# [Exercise]
Repeat the whole listing exactly.

# [Point labeling examples]
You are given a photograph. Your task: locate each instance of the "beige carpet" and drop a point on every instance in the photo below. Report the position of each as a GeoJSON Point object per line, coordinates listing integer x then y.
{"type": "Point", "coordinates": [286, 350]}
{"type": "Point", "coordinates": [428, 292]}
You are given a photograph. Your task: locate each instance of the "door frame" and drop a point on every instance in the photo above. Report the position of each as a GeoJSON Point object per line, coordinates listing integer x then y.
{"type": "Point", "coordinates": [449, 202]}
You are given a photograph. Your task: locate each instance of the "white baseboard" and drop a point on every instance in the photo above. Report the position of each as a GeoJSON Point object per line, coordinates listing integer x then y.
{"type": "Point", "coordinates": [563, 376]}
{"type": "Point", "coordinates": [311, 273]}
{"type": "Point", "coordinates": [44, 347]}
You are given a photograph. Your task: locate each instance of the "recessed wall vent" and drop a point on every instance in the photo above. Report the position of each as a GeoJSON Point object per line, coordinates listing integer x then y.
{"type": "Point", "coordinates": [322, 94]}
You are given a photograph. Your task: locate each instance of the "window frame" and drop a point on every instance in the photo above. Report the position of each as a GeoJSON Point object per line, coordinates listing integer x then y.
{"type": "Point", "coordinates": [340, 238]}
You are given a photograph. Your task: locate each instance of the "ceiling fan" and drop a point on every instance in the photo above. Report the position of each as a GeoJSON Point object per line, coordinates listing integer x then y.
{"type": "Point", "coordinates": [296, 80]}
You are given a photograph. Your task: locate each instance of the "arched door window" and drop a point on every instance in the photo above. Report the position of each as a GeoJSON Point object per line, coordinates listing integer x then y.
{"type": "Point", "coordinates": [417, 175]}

# [Problem solution]
You are given a photograph. Your task: locate each instance of the "beige carpet" and drop a point on every instance in the photo below. Report the position of each as a GeoJSON Point object per line, coordinates listing integer x then y.
{"type": "Point", "coordinates": [286, 350]}
{"type": "Point", "coordinates": [428, 292]}
You are given a photograph. Your task: locate each instance of the "door frame" and drop a point on every instance in the photo above. Report the position of each as a GeoJSON Point object per line, coordinates listing integer x then y.
{"type": "Point", "coordinates": [449, 202]}
You are given a photograph. Your task: locate each instance of the "white baseboard" and drop a point on every instance in the photo above. Report the position of each as a GeoJSON Point object per line, coordinates listing integer x then y.
{"type": "Point", "coordinates": [563, 376]}
{"type": "Point", "coordinates": [311, 273]}
{"type": "Point", "coordinates": [44, 347]}
You are given a photograph. Your task: locate each instance of the "recessed wall vent" and drop a point on every instance in the photo above. Report the position of each as a GeoJSON Point object per line, coordinates listing integer x then y.
{"type": "Point", "coordinates": [322, 94]}
You are given a photograph. Your task: locate each instance of the "window frame" and drop a point on every instance in the photo above. Report the position of each as a GeoJSON Point object per line, coordinates listing integer x then y.
{"type": "Point", "coordinates": [340, 238]}
You are given a photograph. Your task: locate each instance of the "ceiling fan" and drop a point on every instance in the photo above. Report the position of each as a GeoJSON Point object per line, coordinates listing integer x then y.
{"type": "Point", "coordinates": [296, 80]}
You are given a photograph. Your task: locate each instance of the "arched door window" and drop a point on every instance in the photo above. Report the position of each as a GeoJSON Point object per line, coordinates listing integer x then y.
{"type": "Point", "coordinates": [417, 175]}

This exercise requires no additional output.